• Problem details:
Each line of the data should be transcribed exactly as given.
▼
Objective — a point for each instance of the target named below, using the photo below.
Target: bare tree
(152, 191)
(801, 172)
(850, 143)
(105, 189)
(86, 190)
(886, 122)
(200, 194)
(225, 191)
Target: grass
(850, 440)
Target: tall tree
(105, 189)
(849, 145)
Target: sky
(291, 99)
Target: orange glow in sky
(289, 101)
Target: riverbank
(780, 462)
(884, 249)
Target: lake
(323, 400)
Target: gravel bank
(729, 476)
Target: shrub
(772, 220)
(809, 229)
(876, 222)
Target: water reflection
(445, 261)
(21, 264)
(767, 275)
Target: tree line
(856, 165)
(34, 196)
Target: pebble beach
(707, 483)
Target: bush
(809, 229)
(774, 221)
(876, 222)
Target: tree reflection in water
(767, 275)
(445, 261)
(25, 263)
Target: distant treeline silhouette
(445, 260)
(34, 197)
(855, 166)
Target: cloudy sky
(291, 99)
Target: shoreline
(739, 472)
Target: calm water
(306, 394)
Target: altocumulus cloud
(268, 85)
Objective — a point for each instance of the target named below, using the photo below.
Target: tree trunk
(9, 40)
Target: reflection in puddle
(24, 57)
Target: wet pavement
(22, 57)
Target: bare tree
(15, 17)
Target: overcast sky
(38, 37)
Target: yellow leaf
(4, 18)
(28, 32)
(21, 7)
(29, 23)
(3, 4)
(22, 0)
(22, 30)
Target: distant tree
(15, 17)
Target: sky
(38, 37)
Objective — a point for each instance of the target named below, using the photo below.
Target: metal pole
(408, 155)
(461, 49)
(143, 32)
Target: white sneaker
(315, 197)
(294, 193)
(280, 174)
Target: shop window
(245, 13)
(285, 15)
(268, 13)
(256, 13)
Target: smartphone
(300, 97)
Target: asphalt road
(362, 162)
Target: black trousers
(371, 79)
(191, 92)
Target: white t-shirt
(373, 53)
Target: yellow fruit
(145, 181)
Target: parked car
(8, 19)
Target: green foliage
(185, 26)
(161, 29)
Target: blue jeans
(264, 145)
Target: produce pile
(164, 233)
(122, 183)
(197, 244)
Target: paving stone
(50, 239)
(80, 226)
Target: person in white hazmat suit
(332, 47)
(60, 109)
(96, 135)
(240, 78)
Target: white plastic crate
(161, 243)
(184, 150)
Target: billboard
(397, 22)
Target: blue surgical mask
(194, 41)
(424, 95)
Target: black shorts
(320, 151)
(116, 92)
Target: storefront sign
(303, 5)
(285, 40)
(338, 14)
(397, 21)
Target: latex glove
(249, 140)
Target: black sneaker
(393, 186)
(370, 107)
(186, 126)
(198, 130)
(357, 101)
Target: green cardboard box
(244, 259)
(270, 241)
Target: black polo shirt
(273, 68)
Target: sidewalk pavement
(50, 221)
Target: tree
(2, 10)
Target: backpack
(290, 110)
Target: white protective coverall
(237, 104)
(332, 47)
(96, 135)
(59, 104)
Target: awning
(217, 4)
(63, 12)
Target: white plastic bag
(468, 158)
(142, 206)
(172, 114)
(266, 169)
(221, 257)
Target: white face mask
▲
• Expected answer:
Objective — a point for each instance of the target named below, using the photo below.
Target: bare tree
(152, 191)
(801, 172)
(850, 143)
(105, 189)
(86, 190)
(886, 122)
(200, 194)
(225, 191)
Target: grass
(850, 440)
Target: tall tree
(105, 189)
(849, 145)
Target: sky
(291, 99)
Target: orange glow in sky
(289, 101)
Target: riverbank
(780, 462)
(884, 249)
Target: lake
(323, 400)
Target: gravel bank
(729, 476)
Target: shrub
(772, 220)
(809, 229)
(876, 222)
Target: water reflection
(445, 261)
(21, 264)
(767, 275)
Target: tree line
(856, 165)
(34, 196)
Target: pebble beach
(707, 483)
Target: bush
(809, 229)
(774, 221)
(876, 222)
Target: tree reflection in water
(767, 275)
(445, 261)
(25, 263)
Target: distant treeline silhouette
(445, 260)
(34, 197)
(855, 166)
Target: cloudy sky
(291, 99)
Target: shoreline
(739, 472)
Target: calm water
(306, 394)
Target: altocumulus cloud
(268, 85)
Objective — a point for each instance of the target named below, using the photo below.
Target: tree trunk
(9, 40)
Target: reflection in puddle
(24, 57)
Target: wet pavement
(22, 57)
Target: bare tree
(15, 17)
Target: overcast sky
(38, 37)
Target: yellow leaf
(4, 18)
(28, 32)
(21, 7)
(29, 23)
(3, 4)
(22, 0)
(22, 30)
Target: distant tree
(15, 17)
Target: sky
(38, 37)
Objective — a point for each instance of the target named below, using the photo below.
Target: metal pole
(408, 155)
(461, 49)
(143, 32)
Target: white sneaker
(315, 197)
(294, 193)
(280, 174)
Target: shop window
(245, 13)
(285, 15)
(268, 13)
(256, 13)
Target: smartphone
(300, 97)
Target: asphalt road
(362, 162)
Target: black trousers
(371, 79)
(191, 92)
Target: white t-shirt
(373, 53)
Target: yellow fruit
(145, 181)
Target: parked car
(8, 19)
Target: green foliage
(185, 26)
(161, 29)
Target: blue jeans
(264, 145)
Target: produce pile
(164, 233)
(122, 183)
(197, 244)
Target: paving stone
(50, 239)
(80, 226)
Target: person in white hazmat suit
(332, 47)
(60, 109)
(96, 135)
(240, 78)
Target: white plastic crate
(161, 243)
(184, 150)
Target: billboard
(397, 22)
Target: blue surgical mask
(194, 41)
(424, 95)
Target: black shorts
(320, 151)
(116, 92)
Target: storefront sign
(303, 5)
(285, 40)
(338, 14)
(397, 21)
Target: latex glove
(249, 140)
Target: black sneaker
(393, 186)
(370, 107)
(186, 126)
(198, 130)
(357, 101)
Target: green cardboard box
(244, 259)
(270, 241)
Target: black polo shirt
(273, 68)
Target: sidewalk pavement
(50, 221)
Target: tree
(2, 10)
Target: backpack
(290, 110)
Target: white protective coverall
(237, 104)
(332, 47)
(96, 135)
(59, 104)
Target: awning
(217, 4)
(63, 12)
Target: white plastic bag
(468, 158)
(142, 206)
(172, 114)
(266, 169)
(221, 257)
Target: white face mask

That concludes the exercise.